*Objective A*.
Using the court judgment, answer each of these:
(i) What did the court order about the application for an adjournment of the hearing?
(ii) Which judge heard the matter?
(iii) On what date did the applicant file the proceeding?
*Objective B*.
Continue the court judgment from its last sentence, keeping its tone and numbered paragraphs.
## Start Source document
FEDERAL COURT OF AUSTRALIA
Wijayaweera v St Gobain Abrasives Ltd [2012] FCA 97
IN THE FEDERAL COURT OF AUSTRALIA | |
| Applicant | |
AND: | First Respondent CRAIG TOWNER Second Respondent FRANCOIS XAVIER LIENHART Fourth Respondent CATHERINE HOBBS Fifth Respondent |
DATE OF ORDER: | |
WHERE MADE: |
THE COURT ORDERS THAT:
1. The application to amend the statement of claim is dismissed.
2. The application for an adjournment of the hearing is dismissed.
Note: Entry of orders is dealt with in Rule 39.32 of the Federal Court Rules 2011.
VICTORIA DISTRICT REGISTRY | |
GENERAL DIVISION | VID 997 of 2011 |
BETWEEN: | ANUPRIYA WIJAYAWEERA Applicant
|
AND: | ST GOBAIN ABRASIVES LTD First Respondent CRAIG TOWNER Second Respondent FRANCOIS XAVIER LIENHART Fourth Respondent CATHERINE HOBBS Fifth Respondent
|
JUDGE: | GORDON J |
DATE: | 13 FEBRUARY 2012 |
PLACE: | MELBOURNE |
REASONS FOR JUDGMENT
1 The applicant, Mr Wijayaweera, (the applicant), filed a proceeding on 12 September 2011 in which he sought $5 million damages from the first respondent, (SGA), and $750,000 from each of the second, fourth and fifth respondents (collectively the respondents). The application was commenced by an originating application and a purported statement of claim containing 14 paragraphs. The basis of the action was described in the statement of claim in the following terms:
[T]he violation of Corporations Act 2001, specifically sections 180 to s184 of the Act , among other sections of the Act by the 4 directors in the application at various times from February 2006 to date, and the vicarious liability of St. Gobain Abrasives Ltd. from the actions of the directors there from.
2 The balance of the pleading raised serious allegations against the directors and other persons and entities not the subject of the claim. Those serious allegations included what appeared to be allegations of fraud, defamation and illegal conduct. None of the allegations were substantiated or particularised.
## End Source document
## Start Data entries
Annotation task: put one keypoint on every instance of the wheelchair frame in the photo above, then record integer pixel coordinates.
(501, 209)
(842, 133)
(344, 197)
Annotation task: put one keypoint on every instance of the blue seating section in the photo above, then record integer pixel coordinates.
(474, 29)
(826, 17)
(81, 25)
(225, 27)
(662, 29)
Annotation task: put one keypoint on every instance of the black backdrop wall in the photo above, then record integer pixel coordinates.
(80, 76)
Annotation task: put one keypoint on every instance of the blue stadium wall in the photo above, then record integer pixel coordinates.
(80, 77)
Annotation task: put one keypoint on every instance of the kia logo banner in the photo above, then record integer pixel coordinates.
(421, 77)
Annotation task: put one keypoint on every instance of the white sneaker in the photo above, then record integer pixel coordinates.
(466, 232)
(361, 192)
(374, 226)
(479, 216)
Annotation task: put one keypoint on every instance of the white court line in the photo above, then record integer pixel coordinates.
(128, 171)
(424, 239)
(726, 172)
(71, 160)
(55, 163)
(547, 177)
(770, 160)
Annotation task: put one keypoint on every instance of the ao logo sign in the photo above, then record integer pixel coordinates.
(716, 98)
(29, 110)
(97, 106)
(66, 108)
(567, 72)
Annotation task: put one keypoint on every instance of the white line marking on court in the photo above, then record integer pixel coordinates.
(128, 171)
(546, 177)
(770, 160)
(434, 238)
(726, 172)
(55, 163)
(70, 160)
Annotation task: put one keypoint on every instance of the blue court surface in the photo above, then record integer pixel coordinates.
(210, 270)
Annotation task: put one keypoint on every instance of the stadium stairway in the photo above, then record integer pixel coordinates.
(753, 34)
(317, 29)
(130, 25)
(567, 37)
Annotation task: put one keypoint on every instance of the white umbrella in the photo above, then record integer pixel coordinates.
## End Data entries
*Exercise result A*.
(i) It was dismissed.
(ii) Gordon J.
(iii) 12 September 2011.

*Exercise result B*.
3 On 22 November 2011, the matter came on for first directions. At that directions hearing Counsel for the respondents submitted that the statement of claim was incomprehensible, vexatious, embarrassing and should have been struck out in accordance with the Federal Court Rules 2011 (Cth). On that day, the first, second and fourth defendants were directed to file and serve a defence to the claim. It was filed. That defence again reiterated the complaints that the respondents had with the substance of the statement of claim filed by the applicant.
4 In addition, I directed that the applicant file and serve all material upon which he intended to rely at the hearing of this case which was set down for today at 9:30am on 13 February 2012. The applicant filed 22 affidavits in support of his purported claims. I further directed that by 4:00pm on 1 February 2012, the first, second and fourth respondents file and serve written submissions. The applicant was served with a copy of the written submissions.
5 On 10 February 2012, the applicant advised the Court that he sought an adjournment of the hearing and I arranged for him to appear this morning by telephone. This morning the applicant made two applications; first, to prosecute an application by way of interlocutory application dated 5 January 2012 for leave to file and serve an amended statement of claim which he described as:
A new statement of claim to comply to allow the addition of two additional parties to the suit and other matters including capacity and role of applicant and the interrelated companies in the St Gobain Group.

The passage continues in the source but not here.